▶ _TEXTO SELECIONADO_:

O que parecia impossível aconteceu: Donald Trump se elegeu presidente dos Estados Unidos da América do Norte. E isso, contra a maioria da imprensa, da classe artística, dos movimentos sociais, contra um contingente imenso de imigrantes, contra muitas das associações de classe etc. O que realmente seria impossível de se pensar para o Brasil, por exemplo, aconteceu por lá, na nação mais poderosa do mundo, em termos bélicos e econômicos.

No Brasil, como é sabido, a coisa jamais poderia acontecer assim. Afinal, o chamado "quarto poder", o poder da mídia nesse país, ainda consegue eleger ou impedir a eleição de um candidato. E, para quem acha que não, e cita Lula da Silva como referência, é importante relembrar que Lula só foi eleito após um grande acordo costurado com a classe empresarial - para a qual o ex-presidente acenou favoravelmente, escolhendo um empresário como vice, ao contrário do que todos os militantes de esquerda esperavam -, assim como fez um grande compromisso com credores internacionais e com a mídia, sobretudo a Rede Globo de Comunicações, através da conhecida "Carta ao povo brasileiro", onde Lula se comprometia a não fazer o que dizia que faria, se eleito, quando era de um PT bem mais à esquerda, "bem mais vermelho". 

Mas, voltando aos Estados Unidos, e ao agora muito conhecido Trump, se todos eram contra, incluindo o povo, que escolheu Hillary Clinton, como foi que aquele bilionário sisudo e contra todos conseguiu se eleger? Em primeiro lugar, é preciso conhecer a ideia de democracia desenvolvida nos Estados Unidos. Ideia essa que encantou Alexis de Tocqueville, autor de "A democracia na América", obra em que Tocqueville mostra como o respeito à Constituição e às instituições moldou o povo estadunidense.

Ao contrário do que acontece em várias partes do mundo, a democracia nos Estados Unidos não é um reflexo direto do voto popular. Tanto que nesse quesito, o voto popular, Donald Trump não venceu! Sim, no modelo de democracia estadunidense não é preciso ter o voto da maioria para se eleger. Existem delegados eleitorais e pesos diferentes para cada estado da federação. Assim, mesmo com menos votos, Georg W. Bush se elegeu, tal como aconteceu agora com o bilionário Trump.

É importante lembrar também que uma das maiores buscas do sistema democrático dos Estados Unidos é a evitação da tirania. Desde a fundação daquela nação que os puritanos - religiosos ingleses que migraram para a América - tentam evitar qualquer tipo de tirania, uma vez que fugiram da Inglaterra justamente para isso. Desse modo, o medo do aparecimento de tiranos fez com que o sistema de governo deles buscasse sempre um dos pilares das democracias aperfeiçoadas: a alternância no poder.

▶ _TAREFA PROPOSTA 1_: Organize em uma lista numerada as linhas dos registros abaixo, começando pela que contém "indicate the lawn" e terminando no fim dos registros, com ambas as extremidades incluídas. Omita as linhas em branco.

▶ _REGISTROS_:
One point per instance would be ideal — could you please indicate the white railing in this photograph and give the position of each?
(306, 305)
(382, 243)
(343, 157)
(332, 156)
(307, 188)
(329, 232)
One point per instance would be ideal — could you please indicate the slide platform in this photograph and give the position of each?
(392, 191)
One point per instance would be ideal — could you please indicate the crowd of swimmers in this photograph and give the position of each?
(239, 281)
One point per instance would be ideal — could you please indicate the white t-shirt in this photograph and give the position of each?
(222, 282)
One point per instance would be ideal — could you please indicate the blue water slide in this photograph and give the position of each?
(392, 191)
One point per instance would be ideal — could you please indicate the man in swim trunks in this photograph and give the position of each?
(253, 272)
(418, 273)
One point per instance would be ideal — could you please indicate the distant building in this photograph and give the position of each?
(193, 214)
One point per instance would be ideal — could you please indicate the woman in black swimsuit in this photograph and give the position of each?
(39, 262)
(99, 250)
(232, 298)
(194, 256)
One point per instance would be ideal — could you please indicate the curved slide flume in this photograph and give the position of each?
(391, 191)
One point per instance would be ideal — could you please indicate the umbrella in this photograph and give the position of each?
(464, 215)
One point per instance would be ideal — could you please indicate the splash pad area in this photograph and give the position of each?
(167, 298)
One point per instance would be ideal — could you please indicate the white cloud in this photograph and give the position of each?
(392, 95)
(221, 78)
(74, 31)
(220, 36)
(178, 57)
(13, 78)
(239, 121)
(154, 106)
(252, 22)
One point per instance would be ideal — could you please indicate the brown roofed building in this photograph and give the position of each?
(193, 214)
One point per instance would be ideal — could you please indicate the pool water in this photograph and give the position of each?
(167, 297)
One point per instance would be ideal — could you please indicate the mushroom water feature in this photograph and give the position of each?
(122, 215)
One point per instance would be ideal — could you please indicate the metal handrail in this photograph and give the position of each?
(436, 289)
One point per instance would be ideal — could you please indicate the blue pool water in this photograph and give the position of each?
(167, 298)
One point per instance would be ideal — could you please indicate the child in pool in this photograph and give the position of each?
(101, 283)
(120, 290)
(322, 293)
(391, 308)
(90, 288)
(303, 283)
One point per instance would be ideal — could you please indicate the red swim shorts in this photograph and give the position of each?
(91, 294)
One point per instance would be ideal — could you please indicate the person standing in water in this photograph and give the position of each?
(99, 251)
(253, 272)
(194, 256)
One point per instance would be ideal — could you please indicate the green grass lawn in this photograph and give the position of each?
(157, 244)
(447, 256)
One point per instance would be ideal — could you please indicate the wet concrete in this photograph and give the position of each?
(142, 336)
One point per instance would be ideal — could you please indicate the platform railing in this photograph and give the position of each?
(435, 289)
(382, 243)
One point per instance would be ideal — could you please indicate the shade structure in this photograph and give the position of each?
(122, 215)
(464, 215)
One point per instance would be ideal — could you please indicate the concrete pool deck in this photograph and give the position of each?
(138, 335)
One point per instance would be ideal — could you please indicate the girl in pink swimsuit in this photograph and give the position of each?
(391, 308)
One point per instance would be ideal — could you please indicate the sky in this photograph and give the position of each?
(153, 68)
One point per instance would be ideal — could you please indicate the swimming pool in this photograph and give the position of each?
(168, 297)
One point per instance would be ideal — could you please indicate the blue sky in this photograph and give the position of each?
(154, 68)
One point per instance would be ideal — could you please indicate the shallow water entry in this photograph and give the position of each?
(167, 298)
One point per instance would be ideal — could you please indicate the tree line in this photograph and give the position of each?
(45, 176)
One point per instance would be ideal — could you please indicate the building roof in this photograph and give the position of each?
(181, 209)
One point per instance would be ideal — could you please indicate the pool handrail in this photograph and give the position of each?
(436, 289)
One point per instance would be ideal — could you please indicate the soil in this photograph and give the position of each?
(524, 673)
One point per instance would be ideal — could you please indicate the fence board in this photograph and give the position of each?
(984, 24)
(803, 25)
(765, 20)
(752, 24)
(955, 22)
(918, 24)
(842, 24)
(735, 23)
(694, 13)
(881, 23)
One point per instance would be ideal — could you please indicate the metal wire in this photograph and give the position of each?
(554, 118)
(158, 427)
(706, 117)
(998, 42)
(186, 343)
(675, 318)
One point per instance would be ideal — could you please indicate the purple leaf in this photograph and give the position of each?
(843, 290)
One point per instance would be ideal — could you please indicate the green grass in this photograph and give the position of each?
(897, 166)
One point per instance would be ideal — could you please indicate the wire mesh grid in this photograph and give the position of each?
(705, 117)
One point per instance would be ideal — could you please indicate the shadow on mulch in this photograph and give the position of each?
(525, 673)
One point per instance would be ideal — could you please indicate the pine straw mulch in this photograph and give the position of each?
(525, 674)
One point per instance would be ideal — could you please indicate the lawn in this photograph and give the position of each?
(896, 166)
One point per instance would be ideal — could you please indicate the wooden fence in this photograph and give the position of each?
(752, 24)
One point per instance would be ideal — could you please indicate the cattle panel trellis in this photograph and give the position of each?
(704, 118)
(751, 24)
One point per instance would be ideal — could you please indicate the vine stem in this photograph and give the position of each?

▶ _TAREFA PROPOSTA 2_: Dê continuidade ao texto sobre a eleição de Donald Trump, partindo da última frase apresentada.

▶ _RESPOSTA ESPERADA 1_:
1. One point per instance would be ideal — could you please indicate the lawn in this photograph and give the position of each?
2. (896, 166)
3. One point per instance would be ideal — could you please indicate the wooden fence in this photograph and give the position of each?
4. (752, 24)
5. One point per instance would be ideal — could you please indicate the cattle panel trellis in this photograph and give the position of each?
6. (704, 118)
7. (751, 24)
8. One point per instance would be ideal — could you please indicate the vine stem in this photograph and give the position of each?

▶ _RESPOSTA ESPERADA 2_:
Por conta disso, então, dificilmente o sistema de governo de lá deixaria o partido democrata 16 anos direto no poder. E, mesmo se isso acontecesse, a obrigatória mudança nas cadeiras do Congresso durante o mandato presidencial ajuda no sistema democrático, uma vez que, se o presidente estiver se equivocando, o congresso em geral se torna mais oposicionista, durante sua gestão, o que o faz encontrar freio para quaisquer intenções tirânicas e de perpetuação no poder. É por isso que Tocqueville enxergava ali um capitalismo  muito forte e um sistema demasiadamente liberal, acreditando esse autor que os Estados Unidos praticavam a centralização governamental, mas a descentralização administrativa, ao contrário da Europa, onde acontecia a centralização governamental e também a centralização administrativa, ambas pelo poder do Estado.

Aliado a tudo isso, e pensando nos dias de hoje e na eleição última, é importante lembrar que o mundo passa por uma imensa crise econômica e por um processo migratório que não acontecia desde a Segunda Guerra Mundial. Nessa direção, é crucial que lembremos que, em tempos de crise, as posturas conservadoras se sobressaem, já que todos querem defender o que têm, gerando um sentimento xenofóbico e etnocentrista que beira à maldade e ao ódio, como se pode ver na Europa, algo que encontrou resposta nos discursos nada amigáveis de Donald Trump, tido agora como saída para os problemas econômicos e sociais, o que lança luz sobre os "culpados" pelo desemprego e pela queda na qualidade de vida dos cidadãos estadunidenses.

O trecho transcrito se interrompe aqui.